Текст отрывка =
# # # # #

Однако для уяснения такой истины предстояло проделать громадную работу не только в библиотеках и музеях. Ибо истина не познается на кончике пера. Она постигается всей жизнью человека.

* * *

Жизнью подчас трагической. В 1903 году в Петербурге умер любимый учитель Василий Васильевич Докучаев. Вернадский посвящает его памяти большую статью.

Докучаев принадлежал к людям, про которых говорят, что они сделали себя сами. Сын священника из провинции, он тяжелейшим трудом пробился к вершинам знания и создал две новые науки: учение о зонах природы и почвоведение как дисциплину синтетическую. Наука для него не была книжным и отвлеченным знанием, а существовала неразрывно с деятельностью, с освоением природы страны. Потому влияние его живо до сих пор.

# # # # #

Содержимое набора данных =
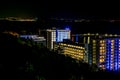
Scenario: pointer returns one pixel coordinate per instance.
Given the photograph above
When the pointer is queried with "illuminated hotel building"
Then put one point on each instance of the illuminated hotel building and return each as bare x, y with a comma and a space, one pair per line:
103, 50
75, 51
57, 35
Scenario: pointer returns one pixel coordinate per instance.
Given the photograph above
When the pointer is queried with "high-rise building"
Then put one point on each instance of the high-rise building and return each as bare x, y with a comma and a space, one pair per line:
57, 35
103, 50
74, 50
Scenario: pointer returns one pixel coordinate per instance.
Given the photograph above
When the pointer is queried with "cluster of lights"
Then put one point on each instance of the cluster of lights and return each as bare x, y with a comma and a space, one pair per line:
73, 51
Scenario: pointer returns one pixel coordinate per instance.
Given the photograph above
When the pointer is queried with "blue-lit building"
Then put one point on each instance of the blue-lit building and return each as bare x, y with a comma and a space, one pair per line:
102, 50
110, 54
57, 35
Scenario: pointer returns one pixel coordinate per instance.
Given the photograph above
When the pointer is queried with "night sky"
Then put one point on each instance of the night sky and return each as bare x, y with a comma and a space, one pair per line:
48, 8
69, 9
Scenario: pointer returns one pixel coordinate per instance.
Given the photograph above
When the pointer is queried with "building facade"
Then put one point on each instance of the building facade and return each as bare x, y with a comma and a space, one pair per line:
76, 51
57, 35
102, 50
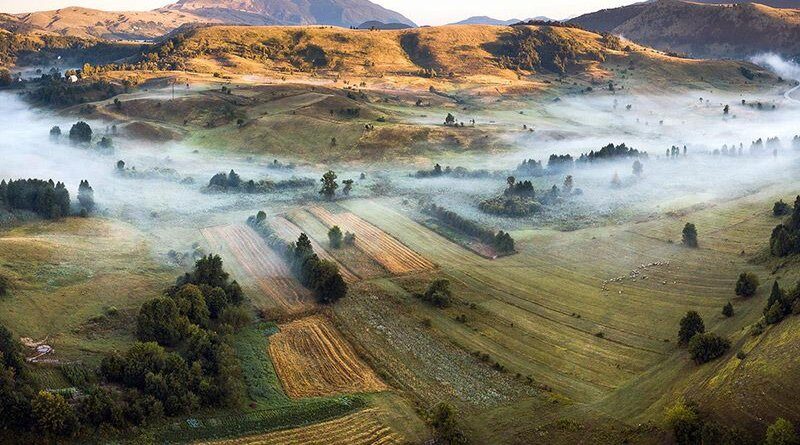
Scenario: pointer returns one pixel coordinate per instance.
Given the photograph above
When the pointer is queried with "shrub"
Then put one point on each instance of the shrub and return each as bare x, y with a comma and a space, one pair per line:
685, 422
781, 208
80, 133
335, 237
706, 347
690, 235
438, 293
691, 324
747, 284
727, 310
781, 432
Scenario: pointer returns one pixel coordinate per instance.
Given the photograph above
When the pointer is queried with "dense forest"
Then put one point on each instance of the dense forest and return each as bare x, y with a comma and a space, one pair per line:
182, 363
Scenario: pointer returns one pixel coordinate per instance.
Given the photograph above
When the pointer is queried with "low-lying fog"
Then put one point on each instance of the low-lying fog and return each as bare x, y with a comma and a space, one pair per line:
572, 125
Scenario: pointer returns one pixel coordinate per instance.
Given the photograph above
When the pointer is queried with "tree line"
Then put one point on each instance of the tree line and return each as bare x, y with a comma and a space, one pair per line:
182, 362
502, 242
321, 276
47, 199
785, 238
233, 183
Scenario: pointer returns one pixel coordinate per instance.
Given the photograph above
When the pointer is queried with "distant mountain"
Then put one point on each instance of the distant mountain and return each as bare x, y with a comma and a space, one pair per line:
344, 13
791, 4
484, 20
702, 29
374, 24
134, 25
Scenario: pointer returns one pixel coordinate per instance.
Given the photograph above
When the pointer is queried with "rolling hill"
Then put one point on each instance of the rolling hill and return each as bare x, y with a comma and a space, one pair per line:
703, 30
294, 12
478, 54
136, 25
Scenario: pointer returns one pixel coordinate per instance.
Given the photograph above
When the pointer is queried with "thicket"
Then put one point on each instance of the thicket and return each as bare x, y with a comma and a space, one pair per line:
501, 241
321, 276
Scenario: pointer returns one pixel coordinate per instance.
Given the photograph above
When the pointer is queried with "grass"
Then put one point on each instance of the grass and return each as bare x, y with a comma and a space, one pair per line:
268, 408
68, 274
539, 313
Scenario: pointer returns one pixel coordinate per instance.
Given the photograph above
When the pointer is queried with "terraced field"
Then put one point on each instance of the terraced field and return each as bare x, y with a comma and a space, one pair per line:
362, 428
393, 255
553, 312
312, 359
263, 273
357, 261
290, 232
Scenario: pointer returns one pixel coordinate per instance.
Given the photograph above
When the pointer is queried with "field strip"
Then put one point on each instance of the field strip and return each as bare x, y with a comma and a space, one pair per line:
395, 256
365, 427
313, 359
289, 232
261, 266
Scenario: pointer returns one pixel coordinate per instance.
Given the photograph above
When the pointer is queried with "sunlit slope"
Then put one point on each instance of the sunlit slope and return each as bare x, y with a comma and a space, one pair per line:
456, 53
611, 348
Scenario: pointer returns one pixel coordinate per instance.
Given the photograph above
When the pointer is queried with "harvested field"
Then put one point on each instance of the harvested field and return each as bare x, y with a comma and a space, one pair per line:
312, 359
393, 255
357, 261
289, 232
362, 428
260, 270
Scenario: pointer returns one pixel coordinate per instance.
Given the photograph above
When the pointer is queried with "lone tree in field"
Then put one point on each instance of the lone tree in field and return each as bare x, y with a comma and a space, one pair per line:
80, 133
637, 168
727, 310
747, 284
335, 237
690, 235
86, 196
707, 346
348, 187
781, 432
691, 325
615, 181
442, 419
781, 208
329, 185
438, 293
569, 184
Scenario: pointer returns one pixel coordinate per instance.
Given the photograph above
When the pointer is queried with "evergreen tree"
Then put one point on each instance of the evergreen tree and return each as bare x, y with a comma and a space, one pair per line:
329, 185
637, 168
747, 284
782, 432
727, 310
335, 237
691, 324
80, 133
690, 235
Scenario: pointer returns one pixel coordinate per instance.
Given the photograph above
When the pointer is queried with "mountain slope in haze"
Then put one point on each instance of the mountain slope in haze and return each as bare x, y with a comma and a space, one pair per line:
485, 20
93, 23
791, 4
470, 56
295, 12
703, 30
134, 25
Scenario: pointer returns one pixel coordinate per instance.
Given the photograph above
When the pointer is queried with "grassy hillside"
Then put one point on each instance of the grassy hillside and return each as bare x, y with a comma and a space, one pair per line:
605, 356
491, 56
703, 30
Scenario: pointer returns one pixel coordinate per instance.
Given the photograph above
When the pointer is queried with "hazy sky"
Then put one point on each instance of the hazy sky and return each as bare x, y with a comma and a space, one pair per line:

# # # # #

Список заданий =
[A] Какие две новые науки создал Докучаев, согласно отрывку о Докучаеве?
[B] Воспроизведите из отрывка о Докучаеве всё от слов «Докучаев принадлежал к» вплоть до слов «до сих пор.».
[C] Продолжите отрывок о Докучаеве, начав сразу после его последнего предложения.

Ответы по заданиям =
[A] Учение о зонах природы и почвоведение как дисциплину синтетическую.

[B]
Докучаев принадлежал к людям, про которых говорят, что они сделали себя сами. Сын священника из провинции, он тяжелейшим трудом пробился к вершинам знания и создал две новые науки: учение о зонах природы и почвоведение как дисциплину синтетическую. Наука для него не была книжным и отвлеченным знанием, а существовала неразрывно с деятельностью, с освоением природы страны. Потому влияние его живо до сих пор.

[C]
Но как многих людей, не получивших в детстве навыков дисциплины и регулярного умственного труда, его губила та же неуемная энергия, не закованная в правила. Вернадский недаром называл его "русским самородком". Огромный талант, своеобразие и стихийность. Докучаев был резок, шел напролом, постоянно ощущая препятствия своей деятельности. К сожалению, не избежал он и весьма распространенной русской болезни. 22 апреля 1900 года Вернадский записывает в дневнике: "В последнем заседании общества испытателей природы Докучаев произвел потрясающее действие. Он пришел нетрезвый и говорил, как всегда, грубо, прямо и искренне. Вследствие этого нарушил все рамки и совершенно вспугнул мертвую и затхлую атмосферу бюрократически приличного общества Испытателей Природы… [Земская] управа единогласно решила ему выдать 150000 р. на возобновление исследований".

Вряд ли эти средства Докучаев успел освоить. Удары судьбы и болезни, в конце концов, сломили его. После смерти в 1897 году любимой жены он стал быстро угасать.

Тридцатого марта 1901 года от Василия Васильевича пришло письмо, заставившее Вернадского содрогнуться: "Мое здоровье всю прошлую зиму продолжало упорно ухудшаться, и в настоящее время я представляю из себя совершенную развалину. Меня особенно мучает сильное ослабление памяти, зрения, слуха, обоняния и вкуса, т. е. решительно всех органов чувств. Чем все это кончится, страшно подумать, дорогой, навек незабвенный для меня, Владимир Иванович. Еще раз простите, а вероятно и прощайте, бесконечно дорогой и святой Владимир Иванович…"

Глава восьмая
"Я НЕ МОГУ УЙТИ В ОДНУ НАУКУ"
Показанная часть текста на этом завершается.